In the letter responding to the Klamath Basin editorial, how far from the Klamath Basin did the fish kill take place?

### Reading passage
[BEGIN]

|
Letter of response to Washington Post
article by Norman MacLeod
July 28, 2004
_________________________________
Home
Mr. Getler —
The opening paragraph of July 28, 2004's editorial on Page A18, titled "The
Basin and the Bay", is deeply flawed, and almost entirely factually
incorrect. I would expect that your editorial staff would be much more
diligent in researching their material prior to penning their editorials.
The paragraph reads...
"IN 2002, DROUGHT led farmers in the Klamath River Basin in Oregon and
Northern California to divert river water to their fields. Tens of thousands
of coho salmon and other endangered fish died as a result. In 2003, a
federal court ruled that river water could no longer be diverted, since
doing so violated the Endangered Species Act. The result, in 2004, was mass
bankruptcy, as farmers' livelihoods literally dried up."
The one part that is correct is the bit about the Klamath River Basin being
located in Oregon and Northern California.
The Klamath Project was initiated by the federal government in the early
1900s specifically to attract farming families to the Klamath Basin to
establish homestead farms. Over the years the farmers paid for the project,
and finished completely repaying the government for the project
infrastructure many years ago...a noteworthy feat, since most investment
money for federal infrastructure projects is never fully repaid to the
federal treasury.
The federal government denied water deliveries to the farmers that get their
annual irrigation water right in 2001 under ESA requirements. The NRC later
found that this shutoff was not warranted.
Water was delivered to the farms in 2002, and this was not done as a result
of drought as the editorial suggests. Water has been routinely delivered to
the farms and wildlife refuges annually as a deeded right of the landowners
for nearly a century.
The fish kill mentioned took place some 200 miles from the Klamath Basin, in
the region around the mouth of the Trinity River. These were determined to
be mostly fish returning to the Trinity River for spawning. Trinity River
water is largely (up to 90% in many years) diverted southward into
California for agricultural and urban residential and industrial use. These
fish did not die as a result of any of the routine annual water uses in the
Klamath Basin.

[END]

Labeled-object pointing entries
[BEGIN]

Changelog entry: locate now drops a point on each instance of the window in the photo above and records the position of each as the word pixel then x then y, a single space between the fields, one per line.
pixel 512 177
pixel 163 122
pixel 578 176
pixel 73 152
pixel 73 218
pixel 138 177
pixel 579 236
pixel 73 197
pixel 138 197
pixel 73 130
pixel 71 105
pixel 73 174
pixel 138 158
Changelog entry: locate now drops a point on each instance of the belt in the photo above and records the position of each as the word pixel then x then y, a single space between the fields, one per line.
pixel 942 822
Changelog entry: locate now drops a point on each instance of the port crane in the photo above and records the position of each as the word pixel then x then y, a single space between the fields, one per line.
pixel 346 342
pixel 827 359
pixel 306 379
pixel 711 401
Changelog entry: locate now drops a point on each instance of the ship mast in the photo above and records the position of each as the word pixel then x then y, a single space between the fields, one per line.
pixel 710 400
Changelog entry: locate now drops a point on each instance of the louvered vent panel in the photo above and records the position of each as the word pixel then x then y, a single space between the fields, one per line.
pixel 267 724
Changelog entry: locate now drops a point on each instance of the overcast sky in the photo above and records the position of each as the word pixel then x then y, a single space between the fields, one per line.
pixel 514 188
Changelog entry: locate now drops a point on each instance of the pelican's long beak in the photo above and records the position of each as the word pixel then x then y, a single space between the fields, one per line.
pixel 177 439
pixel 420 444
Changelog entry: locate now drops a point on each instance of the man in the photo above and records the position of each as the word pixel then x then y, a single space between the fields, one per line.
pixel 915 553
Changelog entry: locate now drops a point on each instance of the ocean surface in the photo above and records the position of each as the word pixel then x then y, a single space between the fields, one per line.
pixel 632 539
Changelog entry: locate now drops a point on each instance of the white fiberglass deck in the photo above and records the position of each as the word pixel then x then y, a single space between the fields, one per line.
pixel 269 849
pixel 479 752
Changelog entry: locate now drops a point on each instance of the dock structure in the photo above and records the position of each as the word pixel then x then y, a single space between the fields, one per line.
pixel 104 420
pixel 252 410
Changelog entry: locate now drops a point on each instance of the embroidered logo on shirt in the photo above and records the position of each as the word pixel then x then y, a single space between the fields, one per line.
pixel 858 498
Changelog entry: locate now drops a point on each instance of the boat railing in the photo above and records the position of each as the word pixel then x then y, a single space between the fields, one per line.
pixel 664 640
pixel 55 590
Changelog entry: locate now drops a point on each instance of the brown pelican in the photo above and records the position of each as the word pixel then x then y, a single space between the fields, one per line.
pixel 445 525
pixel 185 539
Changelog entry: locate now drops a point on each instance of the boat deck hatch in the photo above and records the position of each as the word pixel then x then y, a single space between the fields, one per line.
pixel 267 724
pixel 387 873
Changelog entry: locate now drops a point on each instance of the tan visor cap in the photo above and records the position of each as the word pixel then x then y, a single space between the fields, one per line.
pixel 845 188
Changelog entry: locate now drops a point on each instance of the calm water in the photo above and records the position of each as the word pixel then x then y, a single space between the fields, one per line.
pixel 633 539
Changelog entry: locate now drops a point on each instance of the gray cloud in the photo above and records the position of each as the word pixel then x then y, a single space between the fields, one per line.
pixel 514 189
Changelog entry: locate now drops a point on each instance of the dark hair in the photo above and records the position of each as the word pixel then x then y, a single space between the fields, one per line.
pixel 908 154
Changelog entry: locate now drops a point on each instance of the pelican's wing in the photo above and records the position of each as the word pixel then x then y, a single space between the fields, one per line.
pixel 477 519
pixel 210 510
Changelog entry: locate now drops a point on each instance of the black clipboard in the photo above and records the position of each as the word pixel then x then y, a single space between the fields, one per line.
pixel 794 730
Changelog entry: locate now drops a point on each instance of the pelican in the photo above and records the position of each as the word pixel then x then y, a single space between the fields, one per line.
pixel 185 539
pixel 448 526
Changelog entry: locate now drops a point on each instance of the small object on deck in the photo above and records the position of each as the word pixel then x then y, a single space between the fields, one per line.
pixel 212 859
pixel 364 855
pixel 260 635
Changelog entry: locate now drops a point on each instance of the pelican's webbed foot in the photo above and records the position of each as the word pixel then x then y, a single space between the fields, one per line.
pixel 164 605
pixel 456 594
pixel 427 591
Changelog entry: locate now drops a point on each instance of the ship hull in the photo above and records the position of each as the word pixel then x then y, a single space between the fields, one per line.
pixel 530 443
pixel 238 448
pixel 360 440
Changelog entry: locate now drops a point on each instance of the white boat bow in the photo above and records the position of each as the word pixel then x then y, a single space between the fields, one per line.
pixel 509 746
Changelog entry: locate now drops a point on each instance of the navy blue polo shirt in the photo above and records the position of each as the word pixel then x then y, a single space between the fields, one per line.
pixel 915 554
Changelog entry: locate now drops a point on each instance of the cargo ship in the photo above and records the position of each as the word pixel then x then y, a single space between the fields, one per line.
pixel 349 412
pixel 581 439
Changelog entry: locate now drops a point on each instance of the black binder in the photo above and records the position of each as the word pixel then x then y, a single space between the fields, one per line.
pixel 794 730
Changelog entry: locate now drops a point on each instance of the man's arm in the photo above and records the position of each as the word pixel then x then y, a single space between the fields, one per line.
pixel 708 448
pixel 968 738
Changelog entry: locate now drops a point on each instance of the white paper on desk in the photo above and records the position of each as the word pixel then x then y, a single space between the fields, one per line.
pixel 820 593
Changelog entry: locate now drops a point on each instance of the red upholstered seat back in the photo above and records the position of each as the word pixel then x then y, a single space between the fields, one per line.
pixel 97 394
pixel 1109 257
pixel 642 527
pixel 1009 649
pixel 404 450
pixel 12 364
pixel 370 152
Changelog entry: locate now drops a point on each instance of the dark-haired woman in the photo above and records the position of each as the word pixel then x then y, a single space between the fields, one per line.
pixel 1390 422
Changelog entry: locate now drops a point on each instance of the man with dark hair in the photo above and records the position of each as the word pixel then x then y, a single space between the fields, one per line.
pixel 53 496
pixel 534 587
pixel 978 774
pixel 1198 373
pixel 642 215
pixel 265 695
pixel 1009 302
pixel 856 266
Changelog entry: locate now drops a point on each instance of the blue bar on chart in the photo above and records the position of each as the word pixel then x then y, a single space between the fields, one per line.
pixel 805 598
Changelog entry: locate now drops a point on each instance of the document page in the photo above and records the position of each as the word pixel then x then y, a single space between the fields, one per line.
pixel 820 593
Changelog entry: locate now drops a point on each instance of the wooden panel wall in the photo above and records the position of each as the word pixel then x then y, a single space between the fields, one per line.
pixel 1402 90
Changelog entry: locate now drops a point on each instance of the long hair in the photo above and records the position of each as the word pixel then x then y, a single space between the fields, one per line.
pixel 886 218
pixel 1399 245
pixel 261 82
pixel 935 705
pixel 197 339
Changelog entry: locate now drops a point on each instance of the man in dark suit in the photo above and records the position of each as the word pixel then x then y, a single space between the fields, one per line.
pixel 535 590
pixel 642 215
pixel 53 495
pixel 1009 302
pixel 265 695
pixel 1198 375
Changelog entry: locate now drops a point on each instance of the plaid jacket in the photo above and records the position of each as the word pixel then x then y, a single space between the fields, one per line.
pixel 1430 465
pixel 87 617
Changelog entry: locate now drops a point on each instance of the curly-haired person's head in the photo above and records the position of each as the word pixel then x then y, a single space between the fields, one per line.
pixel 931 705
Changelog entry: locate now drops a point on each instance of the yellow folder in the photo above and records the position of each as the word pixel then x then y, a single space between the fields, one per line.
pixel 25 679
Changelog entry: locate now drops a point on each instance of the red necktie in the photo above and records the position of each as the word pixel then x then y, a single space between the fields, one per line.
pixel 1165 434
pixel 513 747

[END]

### Solution to the exercise
Some 200 miles from the Klamath Basin, in the region around the mouth of the Trinity River.